• [Stored data]:
◆ ◆ ◆ ◆ ◆ ◆ ◆
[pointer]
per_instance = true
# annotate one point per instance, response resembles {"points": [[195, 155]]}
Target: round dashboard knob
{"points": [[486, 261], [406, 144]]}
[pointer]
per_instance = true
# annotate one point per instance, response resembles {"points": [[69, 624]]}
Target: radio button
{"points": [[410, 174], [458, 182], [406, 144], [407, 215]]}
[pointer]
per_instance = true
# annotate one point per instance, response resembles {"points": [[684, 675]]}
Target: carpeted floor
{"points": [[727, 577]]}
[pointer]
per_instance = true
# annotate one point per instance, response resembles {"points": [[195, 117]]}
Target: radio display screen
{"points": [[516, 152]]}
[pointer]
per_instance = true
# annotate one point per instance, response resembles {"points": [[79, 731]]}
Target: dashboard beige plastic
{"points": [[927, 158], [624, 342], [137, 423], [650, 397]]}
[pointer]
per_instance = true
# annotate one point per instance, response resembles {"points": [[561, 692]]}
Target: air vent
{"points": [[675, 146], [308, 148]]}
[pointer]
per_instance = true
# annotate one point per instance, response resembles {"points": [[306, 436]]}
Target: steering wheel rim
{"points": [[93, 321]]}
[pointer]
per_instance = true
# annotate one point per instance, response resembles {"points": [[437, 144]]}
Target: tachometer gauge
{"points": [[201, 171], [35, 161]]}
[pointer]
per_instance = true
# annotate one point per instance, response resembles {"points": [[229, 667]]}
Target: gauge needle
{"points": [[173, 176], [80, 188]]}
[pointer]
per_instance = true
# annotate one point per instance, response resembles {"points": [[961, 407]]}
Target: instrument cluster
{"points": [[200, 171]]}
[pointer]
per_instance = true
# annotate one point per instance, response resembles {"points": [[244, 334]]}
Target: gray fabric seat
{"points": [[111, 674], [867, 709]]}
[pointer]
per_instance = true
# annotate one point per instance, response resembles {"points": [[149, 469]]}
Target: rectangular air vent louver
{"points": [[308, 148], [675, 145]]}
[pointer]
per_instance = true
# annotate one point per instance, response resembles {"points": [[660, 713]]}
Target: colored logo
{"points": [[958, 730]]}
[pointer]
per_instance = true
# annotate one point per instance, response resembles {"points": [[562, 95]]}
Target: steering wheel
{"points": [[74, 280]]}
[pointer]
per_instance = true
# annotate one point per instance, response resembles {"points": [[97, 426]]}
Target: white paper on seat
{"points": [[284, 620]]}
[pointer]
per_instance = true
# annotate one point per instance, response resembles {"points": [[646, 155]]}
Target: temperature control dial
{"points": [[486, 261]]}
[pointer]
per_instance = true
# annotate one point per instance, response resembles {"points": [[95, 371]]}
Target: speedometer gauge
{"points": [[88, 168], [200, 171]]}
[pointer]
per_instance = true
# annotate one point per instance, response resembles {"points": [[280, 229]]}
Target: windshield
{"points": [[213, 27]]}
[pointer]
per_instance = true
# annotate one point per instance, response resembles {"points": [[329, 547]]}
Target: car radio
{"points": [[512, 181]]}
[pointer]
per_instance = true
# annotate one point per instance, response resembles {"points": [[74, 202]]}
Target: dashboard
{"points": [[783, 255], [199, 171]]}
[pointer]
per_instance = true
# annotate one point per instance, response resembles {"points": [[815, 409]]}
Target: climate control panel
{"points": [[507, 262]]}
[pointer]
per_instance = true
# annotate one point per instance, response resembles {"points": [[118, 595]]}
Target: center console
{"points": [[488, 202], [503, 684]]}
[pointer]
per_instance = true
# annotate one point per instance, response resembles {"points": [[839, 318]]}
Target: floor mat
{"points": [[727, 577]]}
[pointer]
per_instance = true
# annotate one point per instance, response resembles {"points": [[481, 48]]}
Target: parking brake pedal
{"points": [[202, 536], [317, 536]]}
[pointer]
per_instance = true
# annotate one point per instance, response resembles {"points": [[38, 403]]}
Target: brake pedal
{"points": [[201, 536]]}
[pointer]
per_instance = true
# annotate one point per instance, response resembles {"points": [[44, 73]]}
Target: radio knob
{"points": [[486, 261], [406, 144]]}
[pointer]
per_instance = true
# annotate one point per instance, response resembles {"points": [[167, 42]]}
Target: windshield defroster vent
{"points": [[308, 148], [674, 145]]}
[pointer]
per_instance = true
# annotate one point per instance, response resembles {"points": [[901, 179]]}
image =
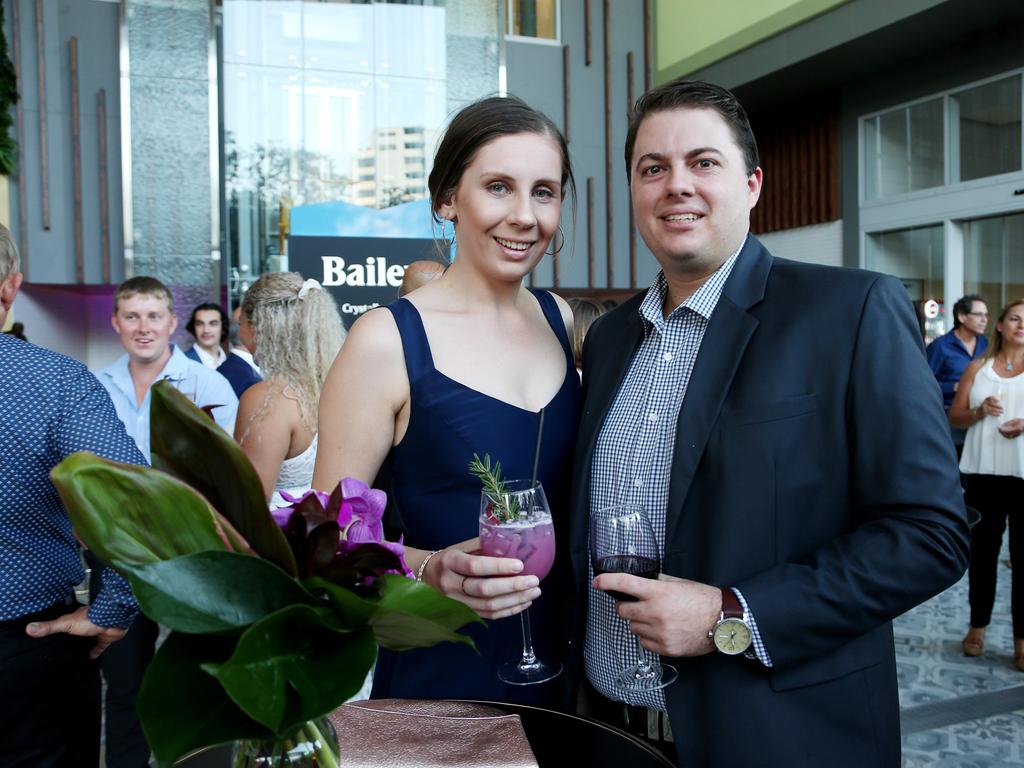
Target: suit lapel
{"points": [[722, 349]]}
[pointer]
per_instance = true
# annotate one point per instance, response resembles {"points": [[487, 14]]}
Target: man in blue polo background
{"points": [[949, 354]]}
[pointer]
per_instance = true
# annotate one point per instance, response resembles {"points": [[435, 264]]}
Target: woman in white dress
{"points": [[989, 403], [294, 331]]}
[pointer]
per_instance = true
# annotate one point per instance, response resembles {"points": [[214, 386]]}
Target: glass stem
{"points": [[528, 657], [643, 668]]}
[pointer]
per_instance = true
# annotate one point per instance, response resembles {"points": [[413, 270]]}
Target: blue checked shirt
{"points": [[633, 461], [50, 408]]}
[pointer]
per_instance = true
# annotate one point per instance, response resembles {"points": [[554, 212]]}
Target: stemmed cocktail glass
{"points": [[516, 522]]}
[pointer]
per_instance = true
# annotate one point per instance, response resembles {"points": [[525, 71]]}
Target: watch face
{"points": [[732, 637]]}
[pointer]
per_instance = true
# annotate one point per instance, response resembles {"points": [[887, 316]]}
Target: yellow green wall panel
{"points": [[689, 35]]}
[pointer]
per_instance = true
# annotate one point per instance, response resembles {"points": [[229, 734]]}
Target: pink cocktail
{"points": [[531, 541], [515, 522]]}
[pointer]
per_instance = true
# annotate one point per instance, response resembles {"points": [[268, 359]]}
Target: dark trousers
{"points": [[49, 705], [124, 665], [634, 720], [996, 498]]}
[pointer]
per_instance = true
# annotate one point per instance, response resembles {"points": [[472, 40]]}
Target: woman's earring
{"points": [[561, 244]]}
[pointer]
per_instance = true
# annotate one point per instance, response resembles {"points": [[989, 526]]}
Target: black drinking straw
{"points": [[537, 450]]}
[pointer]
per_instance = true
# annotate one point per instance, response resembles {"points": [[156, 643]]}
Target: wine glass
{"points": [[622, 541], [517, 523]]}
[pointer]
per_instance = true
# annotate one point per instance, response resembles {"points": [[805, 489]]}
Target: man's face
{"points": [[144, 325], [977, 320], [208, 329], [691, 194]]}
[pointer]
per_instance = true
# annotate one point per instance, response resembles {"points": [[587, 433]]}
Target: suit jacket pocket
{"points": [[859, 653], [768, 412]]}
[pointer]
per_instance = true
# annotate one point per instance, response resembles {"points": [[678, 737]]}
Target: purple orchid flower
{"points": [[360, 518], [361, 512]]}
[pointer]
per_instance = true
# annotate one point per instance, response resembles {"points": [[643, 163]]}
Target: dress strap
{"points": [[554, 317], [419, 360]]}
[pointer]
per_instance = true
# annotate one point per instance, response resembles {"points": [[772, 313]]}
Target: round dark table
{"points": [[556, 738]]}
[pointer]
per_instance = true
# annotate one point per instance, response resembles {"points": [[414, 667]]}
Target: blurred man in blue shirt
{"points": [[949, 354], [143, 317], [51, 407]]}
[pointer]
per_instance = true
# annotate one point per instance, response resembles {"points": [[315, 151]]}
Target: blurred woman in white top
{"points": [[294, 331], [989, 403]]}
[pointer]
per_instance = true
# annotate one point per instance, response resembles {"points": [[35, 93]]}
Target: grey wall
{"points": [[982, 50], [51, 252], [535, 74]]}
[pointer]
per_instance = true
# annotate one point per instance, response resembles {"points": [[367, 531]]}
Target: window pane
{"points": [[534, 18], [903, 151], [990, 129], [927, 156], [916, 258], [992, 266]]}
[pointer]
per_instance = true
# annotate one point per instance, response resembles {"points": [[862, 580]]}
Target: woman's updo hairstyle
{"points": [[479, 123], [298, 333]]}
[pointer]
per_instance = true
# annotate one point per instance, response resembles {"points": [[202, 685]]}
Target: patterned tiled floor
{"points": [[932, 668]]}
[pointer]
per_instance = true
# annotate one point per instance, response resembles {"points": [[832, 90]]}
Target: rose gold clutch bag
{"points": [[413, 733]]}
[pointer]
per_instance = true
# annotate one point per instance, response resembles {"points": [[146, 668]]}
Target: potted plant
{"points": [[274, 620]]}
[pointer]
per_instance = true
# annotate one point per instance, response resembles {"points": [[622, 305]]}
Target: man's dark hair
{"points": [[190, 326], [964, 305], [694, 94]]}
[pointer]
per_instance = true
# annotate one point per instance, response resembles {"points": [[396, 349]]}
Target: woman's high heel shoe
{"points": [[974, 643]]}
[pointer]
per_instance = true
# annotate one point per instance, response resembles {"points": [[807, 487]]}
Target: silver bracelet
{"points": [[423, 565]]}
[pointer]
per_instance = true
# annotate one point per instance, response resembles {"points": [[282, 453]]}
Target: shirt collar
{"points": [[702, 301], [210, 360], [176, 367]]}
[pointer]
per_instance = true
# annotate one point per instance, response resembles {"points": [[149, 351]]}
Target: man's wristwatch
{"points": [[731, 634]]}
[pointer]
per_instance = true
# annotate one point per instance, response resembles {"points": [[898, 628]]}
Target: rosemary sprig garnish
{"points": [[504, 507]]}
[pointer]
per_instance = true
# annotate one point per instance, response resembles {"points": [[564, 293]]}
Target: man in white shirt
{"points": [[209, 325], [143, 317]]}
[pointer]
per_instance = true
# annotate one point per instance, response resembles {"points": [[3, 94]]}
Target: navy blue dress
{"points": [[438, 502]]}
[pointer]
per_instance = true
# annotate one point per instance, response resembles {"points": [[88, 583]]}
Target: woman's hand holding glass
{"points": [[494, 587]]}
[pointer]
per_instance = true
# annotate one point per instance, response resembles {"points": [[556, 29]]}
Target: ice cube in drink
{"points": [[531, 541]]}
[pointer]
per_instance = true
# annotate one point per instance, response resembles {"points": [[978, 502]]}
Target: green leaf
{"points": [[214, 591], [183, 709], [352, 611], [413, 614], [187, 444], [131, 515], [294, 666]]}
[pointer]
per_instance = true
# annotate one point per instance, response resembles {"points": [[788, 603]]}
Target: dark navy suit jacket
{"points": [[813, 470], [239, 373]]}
◆ ◆ ◆ ◆ ◆ ◆ ◆
• [Try it]: Your answer should be the lines from the one containing "Target: green leaf" through the end of the records, both included, output exactly and with nothing added.

• [Answer to this problem]:
Target: green leaf
{"points": [[214, 591], [183, 709], [352, 611], [413, 614], [187, 444], [131, 515], [294, 666]]}
[pointer]
per_instance = true
# annotate one point per instance, response resembles {"points": [[788, 603]]}
Target: dark navy suit jacket
{"points": [[813, 470], [239, 373]]}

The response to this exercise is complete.